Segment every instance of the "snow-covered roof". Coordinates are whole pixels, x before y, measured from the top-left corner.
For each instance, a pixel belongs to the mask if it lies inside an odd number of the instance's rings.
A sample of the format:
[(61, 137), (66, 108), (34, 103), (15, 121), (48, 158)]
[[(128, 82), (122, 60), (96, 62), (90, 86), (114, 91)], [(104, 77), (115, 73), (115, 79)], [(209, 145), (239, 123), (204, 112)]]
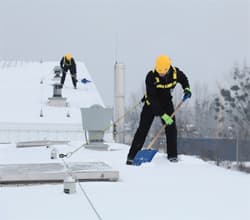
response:
[[(0, 62), (0, 124), (47, 123), (53, 129), (54, 123), (80, 124), (80, 107), (103, 105), (94, 83), (80, 84), (77, 90), (73, 90), (68, 75), (63, 96), (70, 103), (71, 117), (65, 116), (65, 108), (46, 106), (47, 98), (52, 95), (50, 79), (55, 65), (57, 62)], [(79, 62), (78, 78), (92, 80), (84, 64)], [(40, 84), (41, 79), (44, 79), (44, 84)], [(43, 118), (39, 117), (41, 103)], [(151, 163), (127, 166), (125, 160), (129, 146), (110, 143), (111, 140), (106, 139), (110, 145), (108, 151), (81, 148), (64, 160), (66, 163), (105, 162), (119, 171), (118, 182), (82, 182), (77, 185), (77, 192), (70, 195), (63, 192), (61, 183), (1, 186), (0, 219), (250, 219), (249, 175), (190, 156), (181, 155), (178, 163), (170, 163), (163, 153), (157, 153)], [(55, 148), (66, 154), (81, 145), (82, 142), (71, 142)], [(60, 158), (51, 160), (50, 155), (51, 148), (16, 148), (15, 144), (0, 144), (0, 164), (63, 163)]]
[[(72, 146), (73, 145), (73, 146)], [(55, 146), (61, 153), (81, 143)], [(151, 163), (125, 165), (128, 146), (111, 143), (109, 151), (82, 148), (67, 162), (103, 161), (119, 170), (118, 182), (81, 182), (102, 220), (247, 220), (250, 177), (191, 156), (171, 163), (157, 153)], [(0, 145), (1, 164), (62, 162), (50, 159), (51, 148), (16, 149)], [(98, 220), (82, 189), (67, 195), (63, 184), (3, 186), (0, 211), (3, 220)]]
[[(80, 107), (104, 106), (84, 63), (76, 63), (78, 80), (85, 78), (91, 82), (78, 82), (75, 90), (68, 73), (62, 95), (69, 106), (51, 107), (47, 102), (53, 95), (53, 68), (58, 62), (0, 61), (0, 122), (81, 123)], [(40, 117), (41, 108), (44, 117)], [(66, 117), (68, 111), (71, 117)]]

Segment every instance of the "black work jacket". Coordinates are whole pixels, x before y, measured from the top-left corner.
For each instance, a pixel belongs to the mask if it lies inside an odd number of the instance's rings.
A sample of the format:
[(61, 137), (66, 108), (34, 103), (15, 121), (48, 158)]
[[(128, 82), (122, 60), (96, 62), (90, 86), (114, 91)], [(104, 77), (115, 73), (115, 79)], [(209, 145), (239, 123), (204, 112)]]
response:
[(63, 57), (60, 61), (60, 66), (64, 71), (70, 69), (71, 73), (76, 73), (76, 62), (74, 58), (67, 60), (65, 57)]
[(177, 83), (182, 88), (189, 88), (186, 75), (177, 67), (170, 67), (168, 73), (161, 77), (156, 70), (150, 71), (146, 76), (145, 104), (150, 107), (154, 115), (163, 115), (166, 108), (172, 103), (171, 90)]

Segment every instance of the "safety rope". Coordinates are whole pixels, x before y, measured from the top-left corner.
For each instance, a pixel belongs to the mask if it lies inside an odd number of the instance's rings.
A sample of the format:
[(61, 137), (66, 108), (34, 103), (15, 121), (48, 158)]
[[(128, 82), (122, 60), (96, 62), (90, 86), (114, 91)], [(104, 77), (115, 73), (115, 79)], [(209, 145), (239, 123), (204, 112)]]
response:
....
> **ABOUT THIS EXERCISE**: Count how many of the lines in the material include the word "before", and state that number without anything else.

> **RESPONSE TO THIS EXERCISE**: 3